**Objectifs**
1 > Relevez dans l'article sur la dissuasion nucléaire tout le passage qui va de « Posté le dimanche » jusqu'à « face à l’abîme. ».
2 > Selon l'article sur la dissuasion nucléaire, pour quelle raison le pilote rencontré sur une base pense-t-il qu'il mènera sa mission à terme ? Répondez en une à trois phrases.
3 > Rédigez la suite de l'article sur la dissuasion nucléaire et l'éthique, après sa dernière phrase.

NUCLEAIRE : Dissuasion nucléaire et éthique

Posté le dimanche 09 février 2020
NUCLEAIRE : Dissuasion nucléaire et éthique

Nucléaire
Macron face à la question éthique

 


Le président a rejeté la « fausse alternative » entre la prohibition des armes nucléaires et la primauté du rapport de force.

Les pilotes des forces aériennes stratégiques, celles qui emportent l’arme nucléaire, se posent évidemment la question : que se passera-t-il dans leur tête si jamais leur mission unique et ultime doit être conduite pour déclencher le feu atomique ? L’un d’eux, croisé sur une base il y a quelques semaines, répondait avec sang froid : parce qu’il est aguerri et entraîné, qu’il mènera sa mission à terme pour riposter contre l’attaque subie par la France. Mais ensuite, après avoir provoqué probablement des millions de morts, il faudra prévoir beaucoup de soutien psychologique, ajoutait-il en restant sans certitude face à l’abîme.

L’arme nucléaire soulève des interrogations éthiques chez les militaires qu’ils soient pilote ou commandant de SNLE (sous-marin nucléaire lanceur d’engins) mais encore davantage chez les responsables politiques. « Quand on présente un plan de dissuasion, la première réticence à convaincre est celle du président de la République », expliquait fin octobre le chef d’état-major des armées, le général Lecointre, lors d’un discours sur le rapport des soldats à la mort. « La clé de voûte, c’est la capacité [du président] à accepter la mort » qu’il ordonnera. « La détention de l’arme nucléaire confère aux responsables politiques une responsabilité morale sans comparaison » a convenu Emmanuel Macron lors de son discours vendredi à l’École militaire sur la stratégie de défense et de dissuasion de la France. Il n’a pas évoqué son questionnement intime. Mais il n’a pas écarté le débat éthique que le pape François avait soulevé en novembre : la possession d’armes nucléaires est « immorale », avait-il déclaré au Japon.

**Extrait de données**

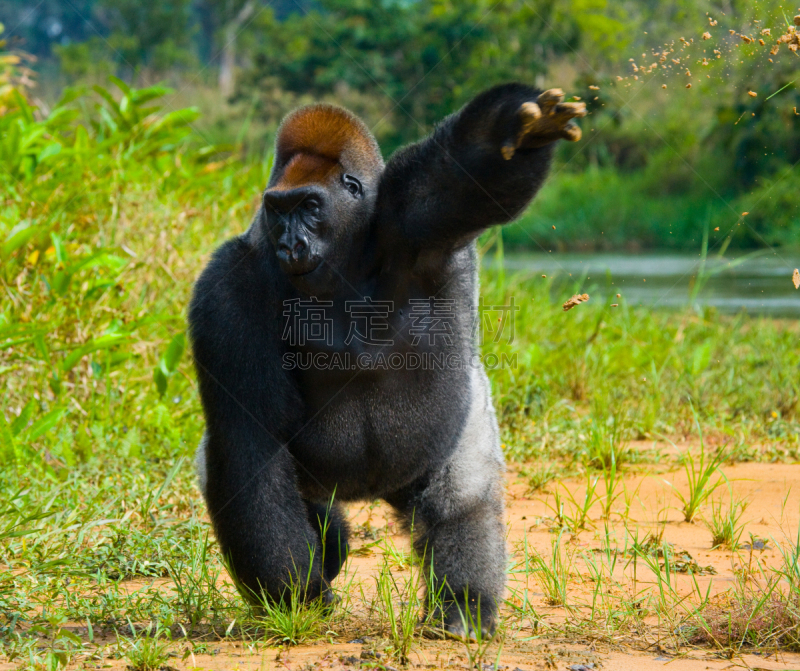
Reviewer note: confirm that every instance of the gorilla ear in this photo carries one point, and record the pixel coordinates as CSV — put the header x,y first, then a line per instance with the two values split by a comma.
x,y
331,133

**Corrigé des exercices**
1 >
Posté le dimanche 09 février 2020
NUCLEAIRE : Dissuasion nucléaire et éthique

Nucléaire
Macron face à la question éthique

 


Le président a rejeté la « fausse alternative » entre la prohibition des armes nucléaires et la primauté du rapport de force.

Les pilotes des forces aériennes stratégiques, celles qui emportent l’arme nucléaire, se posent évidemment la question : que se passera-t-il dans leur tête si jamais leur mission unique et ultime doit être conduite pour déclencher le feu atomique ? L’un d’eux, croisé sur une base il y a quelques semaines, répondait avec sang froid : parce qu’il est aguerri et entraîné, qu’il mènera sa mission à terme pour riposter contre l’attaque subie par la France. Mais ensuite, après avoir provoqué probablement des millions de morts, il faudra prévoir beaucoup de soutien psychologique, ajoutait-il en restant sans certitude face à l’abîme.

2 > Il pense la mener à terme parce qu'il est aguerri et entraîné. Il la conduirait pour riposter contre l'attaque subie par la France.

3 >
Agenda international 

« J’estime que le choix n’est pas entre un absolu moral sans lien avec les réalités stratégiques et un retour cynique au seul rapport de force sans le droit », a expliqué le chef de l’État en rappelant l’effet paradoxalement stabilisateur et pacificateur de la dissuasion, une arme strictement « défensive », a-t-il redit.

« Un désarmement nucléaire unilatéral équivaudrait à s’exposer et à exposer ses partenaires à la violence ou au chantage ou devoir s’en remettre à d’autres pour notre sécurité », a-t-il souligné. « Un décrochage de la France, dont l’arsenal ne peut en aucun cas être comparé à celui des États-Unis ou de la Russie n’aurait pas d’effet d’entraînement sur les autres puissances », a-t-il estimé en indiquant que la France n’adhérera pas à un traité d’interdiction.

Pour autant, Emmanuel Macron a tenu à montrer que la France ne participait pas à la surenchère. Le président voudrait proposer « un agenda international de maîtrise des armements ». Le message s’inscrit dans la préparation de la conférence d’examen du traité de non-prolifération prévue cette année. Dans ce cadre, il compte proposer la discussion d’un « traité d’interdiction de production de matière fissile » et « l’universalisation du traité d’interdiction des essais nucléaires ».

Après « l’effondrement » du traité FNI (sur les forces nucléaires à portée intermédiaire), Emmanuel Macron ­insiste pour que l’Europe soit partie prenante des discussions pour « garantir une stabilité stratégique sur le ­continent ». Mais il n’a aucune certitude d’y parvenir et de réduire la menace d’un conflit.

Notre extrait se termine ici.